### [Task goal]
Print the lines below without any change, starting at the line containing "Can you find the metal" and ending at the line containing "pixel 290 128", both included.

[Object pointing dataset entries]
---

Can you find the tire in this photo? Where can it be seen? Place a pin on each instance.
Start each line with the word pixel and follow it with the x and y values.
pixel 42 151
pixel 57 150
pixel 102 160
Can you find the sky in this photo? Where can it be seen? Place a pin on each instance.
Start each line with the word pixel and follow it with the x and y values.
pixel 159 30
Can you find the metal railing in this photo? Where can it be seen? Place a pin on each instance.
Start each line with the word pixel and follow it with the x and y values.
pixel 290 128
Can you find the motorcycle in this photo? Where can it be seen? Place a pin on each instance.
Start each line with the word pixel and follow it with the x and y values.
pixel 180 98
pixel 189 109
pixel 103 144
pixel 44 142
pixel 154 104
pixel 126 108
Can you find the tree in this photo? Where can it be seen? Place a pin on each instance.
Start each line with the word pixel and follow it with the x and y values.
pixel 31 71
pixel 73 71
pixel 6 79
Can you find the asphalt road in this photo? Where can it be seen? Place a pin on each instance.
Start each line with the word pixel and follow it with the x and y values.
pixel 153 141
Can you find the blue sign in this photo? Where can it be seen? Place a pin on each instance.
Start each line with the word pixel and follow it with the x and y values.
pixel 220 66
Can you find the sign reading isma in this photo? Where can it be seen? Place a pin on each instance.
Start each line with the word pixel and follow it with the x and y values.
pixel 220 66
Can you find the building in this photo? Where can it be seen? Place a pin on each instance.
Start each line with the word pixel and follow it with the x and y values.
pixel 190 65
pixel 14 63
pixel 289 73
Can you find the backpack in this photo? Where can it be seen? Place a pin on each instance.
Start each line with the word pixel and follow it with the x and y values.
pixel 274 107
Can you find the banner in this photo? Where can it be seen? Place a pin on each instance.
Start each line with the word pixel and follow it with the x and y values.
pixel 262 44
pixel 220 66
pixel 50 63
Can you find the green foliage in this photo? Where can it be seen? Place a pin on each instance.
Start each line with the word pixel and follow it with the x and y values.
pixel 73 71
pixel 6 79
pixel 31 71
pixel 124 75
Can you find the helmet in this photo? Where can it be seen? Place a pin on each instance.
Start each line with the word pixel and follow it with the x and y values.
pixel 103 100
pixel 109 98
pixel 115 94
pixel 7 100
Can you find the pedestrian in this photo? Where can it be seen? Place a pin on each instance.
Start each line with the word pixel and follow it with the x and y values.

---

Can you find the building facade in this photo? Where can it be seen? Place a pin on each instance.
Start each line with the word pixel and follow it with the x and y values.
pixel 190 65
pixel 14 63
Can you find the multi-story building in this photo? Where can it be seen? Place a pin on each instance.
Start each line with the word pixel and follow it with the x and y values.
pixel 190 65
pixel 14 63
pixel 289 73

---

### [Output for this task]
Can you find the metal railing in this photo? Where can it be seen? Place a pin on each instance.
Start each line with the word pixel and follow it with the x and y values.
pixel 290 128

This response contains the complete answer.